Gib den Text über die sanfte Geburt vollständig und ohne jede Abweichung wieder.

Untersuchter Text:
# # # #

Fazit: Hauptsache entspannt!
Zusammenfassend zeichnet sich die sanfte Geburt durch eine möglichst stressfreie Atmosphäre für Mutter und Kind aus. Statt Schmerzmitteln kommen Entspannungsverfahren zum Einsatz. Diese lernen die Frauen bereits während der Schwangerschaft. Den Geburtsverlauf sowie die Gebärposition bestimmt die werdende Mutter selbst. Das macht jede Geburt mindestens so einzigartig, wie das Neugeborene selbst.

# # # #

Zeigedaten für referenzierende Ausdrücke:
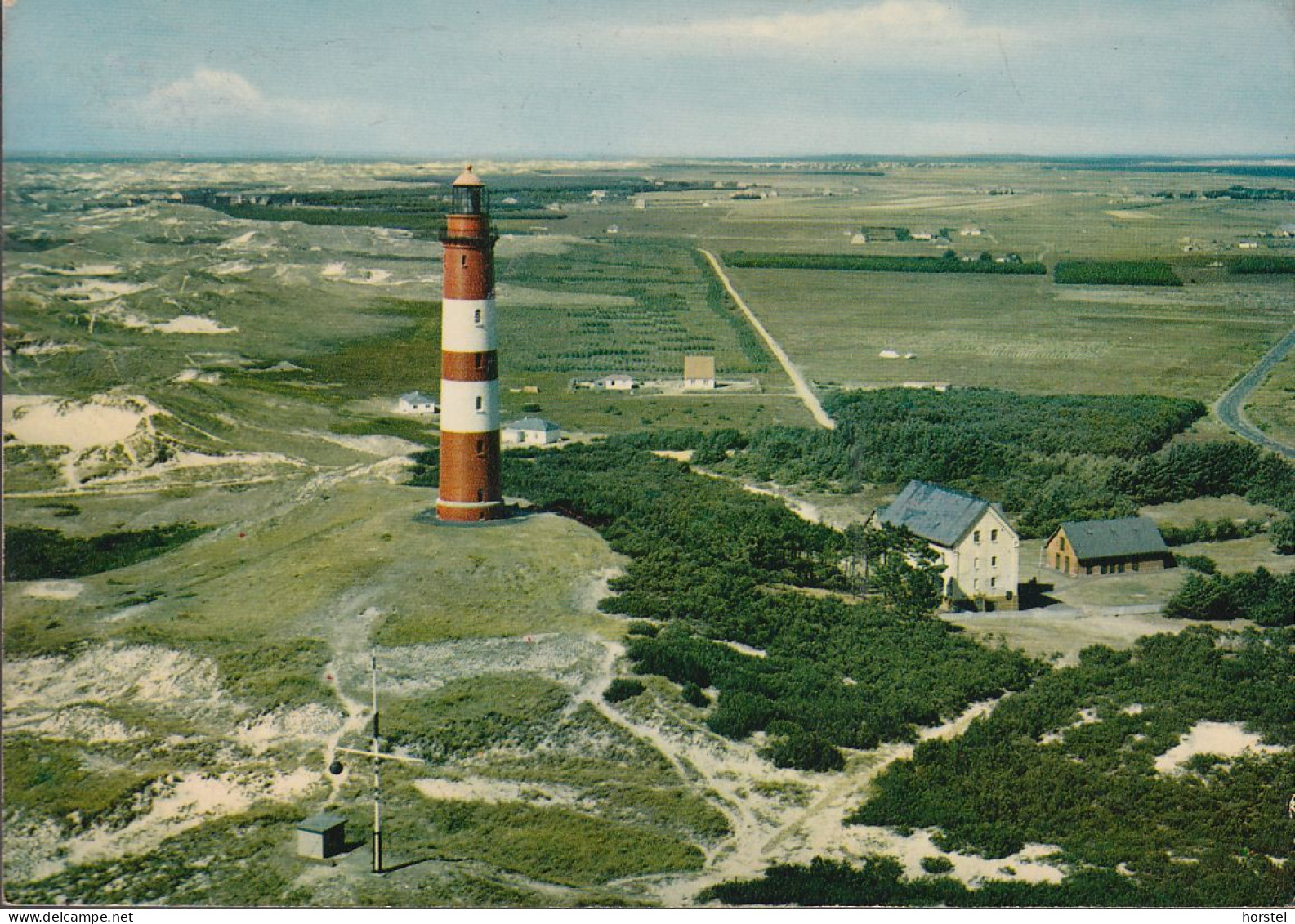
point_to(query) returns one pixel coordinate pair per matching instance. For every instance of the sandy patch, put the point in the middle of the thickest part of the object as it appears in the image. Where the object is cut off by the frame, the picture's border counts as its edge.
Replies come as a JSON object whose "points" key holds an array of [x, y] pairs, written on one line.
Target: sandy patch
{"points": [[84, 724], [113, 673], [241, 241], [192, 324], [1129, 214], [374, 444], [311, 721], [48, 348], [230, 268], [101, 421], [100, 290], [196, 376], [181, 804], [84, 270], [480, 790], [53, 591], [1226, 739]]}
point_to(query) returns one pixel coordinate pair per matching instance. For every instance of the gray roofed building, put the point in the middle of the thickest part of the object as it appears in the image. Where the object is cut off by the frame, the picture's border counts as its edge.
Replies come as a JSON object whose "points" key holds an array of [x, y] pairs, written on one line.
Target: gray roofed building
{"points": [[1106, 547], [939, 516], [1114, 538]]}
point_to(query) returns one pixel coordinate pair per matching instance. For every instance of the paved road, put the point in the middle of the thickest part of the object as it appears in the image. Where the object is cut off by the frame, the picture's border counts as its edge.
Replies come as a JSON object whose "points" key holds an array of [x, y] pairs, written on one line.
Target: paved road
{"points": [[1230, 407], [798, 382]]}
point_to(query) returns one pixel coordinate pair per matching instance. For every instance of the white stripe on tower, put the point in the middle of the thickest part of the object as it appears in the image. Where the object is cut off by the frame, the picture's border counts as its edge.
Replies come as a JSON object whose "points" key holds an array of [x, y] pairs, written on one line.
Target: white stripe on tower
{"points": [[467, 325]]}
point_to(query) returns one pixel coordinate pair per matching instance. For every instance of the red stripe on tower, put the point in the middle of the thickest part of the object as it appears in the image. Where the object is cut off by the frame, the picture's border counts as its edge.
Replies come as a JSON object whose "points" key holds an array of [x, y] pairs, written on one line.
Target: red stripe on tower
{"points": [[469, 372]]}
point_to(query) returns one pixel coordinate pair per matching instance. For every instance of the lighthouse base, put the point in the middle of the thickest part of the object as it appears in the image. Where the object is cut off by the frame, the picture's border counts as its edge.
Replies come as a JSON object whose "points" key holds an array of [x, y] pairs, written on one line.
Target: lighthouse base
{"points": [[452, 511]]}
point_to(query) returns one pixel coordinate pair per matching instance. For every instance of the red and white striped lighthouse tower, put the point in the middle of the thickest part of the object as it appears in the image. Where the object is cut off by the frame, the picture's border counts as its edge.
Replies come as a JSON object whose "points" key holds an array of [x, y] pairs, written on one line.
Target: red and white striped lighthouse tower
{"points": [[469, 372]]}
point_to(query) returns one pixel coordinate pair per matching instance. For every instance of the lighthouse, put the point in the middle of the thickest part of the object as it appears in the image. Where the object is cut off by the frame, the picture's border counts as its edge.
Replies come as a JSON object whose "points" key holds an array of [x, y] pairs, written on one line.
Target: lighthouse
{"points": [[469, 372]]}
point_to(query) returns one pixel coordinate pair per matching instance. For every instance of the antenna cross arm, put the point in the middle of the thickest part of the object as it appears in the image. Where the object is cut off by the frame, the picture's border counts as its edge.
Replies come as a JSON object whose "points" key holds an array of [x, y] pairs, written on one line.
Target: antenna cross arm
{"points": [[386, 757]]}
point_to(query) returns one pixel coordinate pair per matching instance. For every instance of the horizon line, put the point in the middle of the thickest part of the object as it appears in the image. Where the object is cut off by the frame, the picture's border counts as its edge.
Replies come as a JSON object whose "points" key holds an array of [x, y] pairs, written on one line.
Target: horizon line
{"points": [[833, 155]]}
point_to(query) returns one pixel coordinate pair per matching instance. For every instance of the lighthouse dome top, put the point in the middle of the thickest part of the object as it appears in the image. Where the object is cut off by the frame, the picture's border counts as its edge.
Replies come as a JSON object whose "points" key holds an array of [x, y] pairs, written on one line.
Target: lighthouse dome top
{"points": [[467, 177]]}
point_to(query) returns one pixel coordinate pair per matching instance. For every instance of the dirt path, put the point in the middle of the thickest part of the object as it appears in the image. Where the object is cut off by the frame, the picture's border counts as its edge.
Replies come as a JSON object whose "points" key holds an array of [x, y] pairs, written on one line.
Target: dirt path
{"points": [[1230, 407], [798, 381]]}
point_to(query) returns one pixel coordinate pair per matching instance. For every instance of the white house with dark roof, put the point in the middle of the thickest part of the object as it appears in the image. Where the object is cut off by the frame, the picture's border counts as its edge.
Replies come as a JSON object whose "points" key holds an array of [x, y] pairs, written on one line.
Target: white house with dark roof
{"points": [[531, 431], [1107, 547], [980, 549], [615, 382], [699, 373], [416, 403]]}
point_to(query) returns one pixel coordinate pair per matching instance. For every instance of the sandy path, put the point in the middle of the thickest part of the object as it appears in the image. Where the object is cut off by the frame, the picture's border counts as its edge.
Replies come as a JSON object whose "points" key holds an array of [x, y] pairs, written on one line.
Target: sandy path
{"points": [[798, 381]]}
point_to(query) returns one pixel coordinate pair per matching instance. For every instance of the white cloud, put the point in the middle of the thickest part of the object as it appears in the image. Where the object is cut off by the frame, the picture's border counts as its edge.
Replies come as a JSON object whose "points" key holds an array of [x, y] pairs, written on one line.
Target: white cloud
{"points": [[907, 28], [217, 96]]}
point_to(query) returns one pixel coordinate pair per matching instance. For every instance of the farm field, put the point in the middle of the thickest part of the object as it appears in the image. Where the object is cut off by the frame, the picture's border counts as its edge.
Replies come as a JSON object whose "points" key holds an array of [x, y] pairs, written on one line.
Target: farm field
{"points": [[224, 378], [1272, 407]]}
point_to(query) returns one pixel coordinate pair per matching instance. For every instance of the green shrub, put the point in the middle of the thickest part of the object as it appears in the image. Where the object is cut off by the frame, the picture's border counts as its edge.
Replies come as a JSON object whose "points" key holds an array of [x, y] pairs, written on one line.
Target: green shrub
{"points": [[37, 554], [1202, 563], [694, 695], [792, 746], [936, 864], [622, 689], [1115, 274]]}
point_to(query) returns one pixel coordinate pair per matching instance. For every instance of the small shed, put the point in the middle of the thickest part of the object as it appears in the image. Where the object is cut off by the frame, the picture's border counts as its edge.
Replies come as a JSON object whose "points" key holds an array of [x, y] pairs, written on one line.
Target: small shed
{"points": [[1107, 547], [699, 373], [531, 431], [321, 837], [416, 403]]}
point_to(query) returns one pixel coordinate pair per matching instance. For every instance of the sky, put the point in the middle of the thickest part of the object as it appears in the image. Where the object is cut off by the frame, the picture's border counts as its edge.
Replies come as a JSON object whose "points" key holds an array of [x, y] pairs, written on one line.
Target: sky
{"points": [[649, 78]]}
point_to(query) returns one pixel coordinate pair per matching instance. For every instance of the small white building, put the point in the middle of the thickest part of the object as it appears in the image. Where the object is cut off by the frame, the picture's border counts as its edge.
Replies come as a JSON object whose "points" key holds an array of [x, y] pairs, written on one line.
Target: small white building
{"points": [[615, 382], [699, 373], [416, 403], [531, 431], [973, 538]]}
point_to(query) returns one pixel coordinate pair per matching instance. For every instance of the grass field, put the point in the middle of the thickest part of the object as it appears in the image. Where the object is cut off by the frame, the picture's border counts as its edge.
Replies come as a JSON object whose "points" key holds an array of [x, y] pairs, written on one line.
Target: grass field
{"points": [[1272, 407], [167, 722], [1014, 333]]}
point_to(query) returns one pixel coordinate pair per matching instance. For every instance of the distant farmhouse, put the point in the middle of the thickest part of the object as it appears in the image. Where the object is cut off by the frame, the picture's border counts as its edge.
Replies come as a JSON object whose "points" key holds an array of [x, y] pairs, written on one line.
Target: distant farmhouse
{"points": [[531, 431], [1107, 547], [699, 373], [971, 536], [416, 403], [615, 382]]}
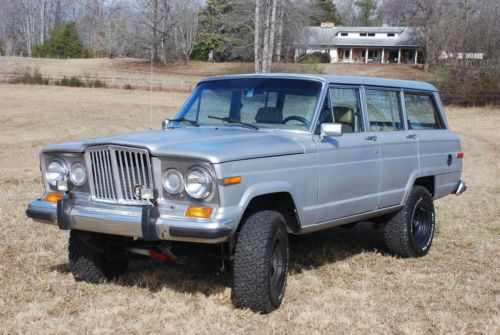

# # # #

Antwort:
Fazit: Hauptsache entspannt!
Zusammenfassend zeichnet sich die sanfte Geburt durch eine möglichst stressfreie Atmosphäre für Mutter und Kind aus. Statt Schmerzmitteln kommen Entspannungsverfahren zum Einsatz. Diese lernen die Frauen bereits während der Schwangerschaft. Den Geburtsverlauf sowie die Gebärposition bestimmt die werdende Mutter selbst. Das macht jede Geburt mindestens so einzigartig, wie das Neugeborene selbst.